**TASKS TO PERFORM**
a. In the blog post, how many days at a time does the family usually spend with their consultant?
b. Copy the blog post word for word, everything from "We are a long-distance" down to "a pumpkin patch.".

**READING PASSAGE**
-- Opening Marker --
Wednesday, December 16, 2009

Spoiled

The staff at the office of my RDI(r) Program Certified Consultant has spoiled me. Actually, spoiled is the wrong word. They've raised my expectations so that I know "less than" when I see it.

We are a long-distance client of our consultant. I wish we were close enough to see the entire staff more often.

When we are there, we are typically with our consultant for three days at a time, interacting with, seeing the entire staff in passing, during our three-day visit. We see client families come in and leave. We see them interact with one another. We've driven the distance to join them for a family activity, and I saw the same standards on a cold Saturday at a pumpkin patch.

Every single member of the staff has changed her way of being with the students. Each one slows down, says things once, and waits for the child to hear, process & respond; they use an incredible amount of experience sharing language (sometimes referred to as declaratives), and they don't pepper children with "wh" questions. EVERY interaction to them is an opportunity for the child to make a discovery, EVEN when the child is the client of another therapist in the building. For example, if we meet another consultant on the narrow stairs, that consultant may pause at the landing and greet us, especially my child, and wait for her to realize that we're going to collide if we don't co-regulate and coordinate, and allow her an opportunity to do some thinking and take some actions on her own.

The fact that every single staff member in the building operates from this perspective absolutely amazes me.

I have not found staff in my own area who are trained this way, who are changed. I'm frustrated. We switched clinics, recently, and we were assigned to a wonderful speech therapist and a wonderful OT. The OT is especially good about slowing down and waiting, speaking once and allowing my daughter the space she needs to hear and process and reply.

Because therapists share the "gym" and the therapy rooms, I see a lot of the staff members working with other children. And the other staff members sometimes interact with my daughter when she's there, if they need to share a swing or if they're walking in her path while she's riding her bike in the "gym" area.

Overwhelmingly, I see other therapists barreling through, not slowing down, not letting children have that processing time that they need to hear, process, and respond.

Yesterday, a precious two year old girl was working on batting a baseball and she left the therapist and her grandmother to get on a swing, and the therapist told her, "Come back, one more!" and when the child did not turn around instantly, the therapist repeated the directions TWO MORE TIMES rapid fire and then reached for the girl and brought her back. That is a recipe for, "I don't have to pay attention; someone will repeat directions several times for me and physically direct me." And when that little girl gets to school, there's a risk that she'll be labeled "noncompliant" when she's simply been trained not to attend. The staff is missing opportunities.
-- Closing Marker --
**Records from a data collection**
-- Opening Marker --
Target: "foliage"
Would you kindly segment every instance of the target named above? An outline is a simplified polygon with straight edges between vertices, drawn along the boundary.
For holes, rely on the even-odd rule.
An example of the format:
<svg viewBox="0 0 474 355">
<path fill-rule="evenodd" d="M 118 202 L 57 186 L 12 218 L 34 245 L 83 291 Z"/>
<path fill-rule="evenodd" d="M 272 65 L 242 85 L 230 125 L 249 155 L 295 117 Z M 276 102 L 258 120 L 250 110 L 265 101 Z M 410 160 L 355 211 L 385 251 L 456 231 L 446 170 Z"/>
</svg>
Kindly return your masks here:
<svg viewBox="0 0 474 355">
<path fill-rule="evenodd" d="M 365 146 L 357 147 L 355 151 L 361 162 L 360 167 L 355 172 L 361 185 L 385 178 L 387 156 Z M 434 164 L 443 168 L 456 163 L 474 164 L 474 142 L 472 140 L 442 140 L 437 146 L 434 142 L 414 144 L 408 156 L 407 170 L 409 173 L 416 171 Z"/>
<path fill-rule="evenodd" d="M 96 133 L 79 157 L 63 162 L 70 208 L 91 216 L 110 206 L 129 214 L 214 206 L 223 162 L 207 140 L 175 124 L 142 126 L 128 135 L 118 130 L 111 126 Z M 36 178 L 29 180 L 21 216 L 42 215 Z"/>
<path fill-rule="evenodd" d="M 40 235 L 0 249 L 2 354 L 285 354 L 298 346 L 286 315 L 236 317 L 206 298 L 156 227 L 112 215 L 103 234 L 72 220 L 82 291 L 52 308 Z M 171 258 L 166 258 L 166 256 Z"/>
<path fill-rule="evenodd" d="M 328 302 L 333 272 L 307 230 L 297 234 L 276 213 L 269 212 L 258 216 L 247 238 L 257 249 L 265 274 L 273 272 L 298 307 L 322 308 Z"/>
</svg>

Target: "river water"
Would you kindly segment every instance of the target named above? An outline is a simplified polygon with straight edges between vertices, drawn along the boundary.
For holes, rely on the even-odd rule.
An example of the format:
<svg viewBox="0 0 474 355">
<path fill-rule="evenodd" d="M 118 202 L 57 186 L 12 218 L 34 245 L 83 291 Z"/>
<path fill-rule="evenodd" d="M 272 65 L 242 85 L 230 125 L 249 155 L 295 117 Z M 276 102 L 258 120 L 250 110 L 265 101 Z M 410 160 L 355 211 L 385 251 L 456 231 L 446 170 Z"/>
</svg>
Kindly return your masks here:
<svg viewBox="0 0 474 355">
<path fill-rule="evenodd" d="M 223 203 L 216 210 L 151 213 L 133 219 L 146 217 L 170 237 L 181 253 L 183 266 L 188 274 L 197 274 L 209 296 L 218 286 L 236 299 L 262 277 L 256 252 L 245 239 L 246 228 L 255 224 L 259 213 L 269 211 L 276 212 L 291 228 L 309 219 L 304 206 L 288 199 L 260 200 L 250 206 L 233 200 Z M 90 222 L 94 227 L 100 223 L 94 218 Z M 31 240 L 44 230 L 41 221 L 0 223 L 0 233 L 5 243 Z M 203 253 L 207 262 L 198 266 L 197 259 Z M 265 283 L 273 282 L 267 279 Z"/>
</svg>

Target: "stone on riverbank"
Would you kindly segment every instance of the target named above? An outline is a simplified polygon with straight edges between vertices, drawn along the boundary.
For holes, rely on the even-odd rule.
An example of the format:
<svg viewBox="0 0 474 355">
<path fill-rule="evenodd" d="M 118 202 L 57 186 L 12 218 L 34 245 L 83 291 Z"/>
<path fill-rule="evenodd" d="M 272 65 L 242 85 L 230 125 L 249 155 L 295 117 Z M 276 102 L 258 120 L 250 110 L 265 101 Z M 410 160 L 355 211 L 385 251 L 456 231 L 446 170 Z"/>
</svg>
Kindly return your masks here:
-- Closing Marker --
**ACTIVITY ANSWERS**
a. Three days at a time.

b.
We are a long-distance client of our consultant. I wish we were close enough to see the entire staff more often.

When we are there, we are typically with our consultant for three days at a time, interacting with, seeing the entire staff in passing, during our three-day visit. We see client families come in and leave. We see them interact with one another. We've driven the distance to join them for a family activity, and I saw the same standards on a cold Saturday at a pumpkin patch.